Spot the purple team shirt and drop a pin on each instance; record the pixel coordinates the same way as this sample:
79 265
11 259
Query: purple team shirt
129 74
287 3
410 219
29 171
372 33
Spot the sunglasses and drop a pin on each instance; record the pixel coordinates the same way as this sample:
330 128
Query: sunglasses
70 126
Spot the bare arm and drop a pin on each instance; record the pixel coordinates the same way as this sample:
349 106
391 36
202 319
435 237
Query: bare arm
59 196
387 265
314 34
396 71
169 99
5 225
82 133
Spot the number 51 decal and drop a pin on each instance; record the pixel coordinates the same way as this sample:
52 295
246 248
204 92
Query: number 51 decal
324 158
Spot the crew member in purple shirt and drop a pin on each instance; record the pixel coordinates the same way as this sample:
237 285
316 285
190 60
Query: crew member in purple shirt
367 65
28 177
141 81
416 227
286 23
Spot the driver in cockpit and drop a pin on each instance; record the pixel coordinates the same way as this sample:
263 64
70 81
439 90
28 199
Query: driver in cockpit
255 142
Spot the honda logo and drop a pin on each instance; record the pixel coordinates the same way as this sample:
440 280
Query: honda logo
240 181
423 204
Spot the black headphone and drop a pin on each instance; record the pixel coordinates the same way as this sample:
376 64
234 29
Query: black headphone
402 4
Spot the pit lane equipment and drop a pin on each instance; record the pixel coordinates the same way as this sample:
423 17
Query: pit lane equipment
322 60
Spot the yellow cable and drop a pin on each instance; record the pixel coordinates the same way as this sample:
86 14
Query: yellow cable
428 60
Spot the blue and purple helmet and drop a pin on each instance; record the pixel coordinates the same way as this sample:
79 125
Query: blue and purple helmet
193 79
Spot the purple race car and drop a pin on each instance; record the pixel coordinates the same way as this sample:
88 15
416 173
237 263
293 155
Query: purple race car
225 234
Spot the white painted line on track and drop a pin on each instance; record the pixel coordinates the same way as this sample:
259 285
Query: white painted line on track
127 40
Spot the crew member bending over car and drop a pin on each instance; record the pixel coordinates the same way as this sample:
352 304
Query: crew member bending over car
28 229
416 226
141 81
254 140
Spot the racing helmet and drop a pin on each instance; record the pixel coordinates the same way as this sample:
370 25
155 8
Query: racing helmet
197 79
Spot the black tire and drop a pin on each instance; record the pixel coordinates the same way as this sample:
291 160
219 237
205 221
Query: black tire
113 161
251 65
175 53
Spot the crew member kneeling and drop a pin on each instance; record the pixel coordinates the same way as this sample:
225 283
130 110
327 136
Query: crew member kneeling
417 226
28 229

________

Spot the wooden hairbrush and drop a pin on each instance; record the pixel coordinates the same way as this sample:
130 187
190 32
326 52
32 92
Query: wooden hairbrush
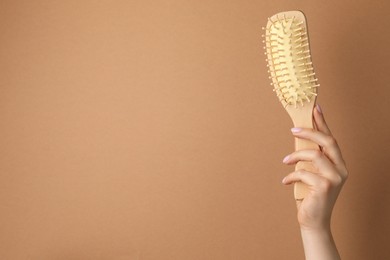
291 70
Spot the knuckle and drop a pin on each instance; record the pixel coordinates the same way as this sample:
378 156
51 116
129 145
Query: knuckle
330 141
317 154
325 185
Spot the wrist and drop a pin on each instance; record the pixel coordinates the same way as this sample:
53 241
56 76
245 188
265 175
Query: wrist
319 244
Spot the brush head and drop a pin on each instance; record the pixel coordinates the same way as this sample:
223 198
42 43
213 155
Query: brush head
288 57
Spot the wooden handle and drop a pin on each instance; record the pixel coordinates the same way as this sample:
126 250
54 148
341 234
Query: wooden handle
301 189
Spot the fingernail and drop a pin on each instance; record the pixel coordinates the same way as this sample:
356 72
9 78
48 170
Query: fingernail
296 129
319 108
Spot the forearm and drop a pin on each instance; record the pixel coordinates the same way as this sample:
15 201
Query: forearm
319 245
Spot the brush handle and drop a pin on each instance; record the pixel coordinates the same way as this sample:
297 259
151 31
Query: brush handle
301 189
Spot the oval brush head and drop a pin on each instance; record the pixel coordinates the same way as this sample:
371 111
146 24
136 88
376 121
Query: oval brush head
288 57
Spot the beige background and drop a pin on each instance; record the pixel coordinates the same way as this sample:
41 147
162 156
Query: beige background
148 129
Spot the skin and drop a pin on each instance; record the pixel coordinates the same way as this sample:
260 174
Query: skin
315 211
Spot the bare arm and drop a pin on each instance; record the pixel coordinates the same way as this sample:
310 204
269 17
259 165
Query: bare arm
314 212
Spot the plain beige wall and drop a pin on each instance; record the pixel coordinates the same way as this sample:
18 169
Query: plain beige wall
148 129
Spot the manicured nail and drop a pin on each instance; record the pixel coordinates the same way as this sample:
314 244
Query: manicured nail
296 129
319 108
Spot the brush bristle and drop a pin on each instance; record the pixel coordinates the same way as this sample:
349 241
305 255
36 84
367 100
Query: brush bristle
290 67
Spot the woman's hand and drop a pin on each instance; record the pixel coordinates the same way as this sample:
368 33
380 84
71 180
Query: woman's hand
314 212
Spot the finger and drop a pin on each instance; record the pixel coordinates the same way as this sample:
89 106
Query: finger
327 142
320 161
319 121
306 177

________

> [Directions for this task]:
Count the lines in the material above that contain the string "oval". Reply with that number alone.

> [Result of the exercise]:
2